Directive:
Output every line of the data below verbatim, with no changes.

-- START OF Records provided --

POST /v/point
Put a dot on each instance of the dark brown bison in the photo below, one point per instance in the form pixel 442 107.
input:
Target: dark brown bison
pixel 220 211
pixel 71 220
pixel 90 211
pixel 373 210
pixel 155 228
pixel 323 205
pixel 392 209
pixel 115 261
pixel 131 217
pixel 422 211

-- END OF Records provided --

Answer:
POST /v/point
Put a dot on each instance of the dark brown bison in the photo below, one point per instance in the form pixel 442 107.
input:
Target: dark brown bison
pixel 220 211
pixel 71 220
pixel 90 211
pixel 373 210
pixel 155 228
pixel 323 205
pixel 392 209
pixel 115 261
pixel 131 217
pixel 422 211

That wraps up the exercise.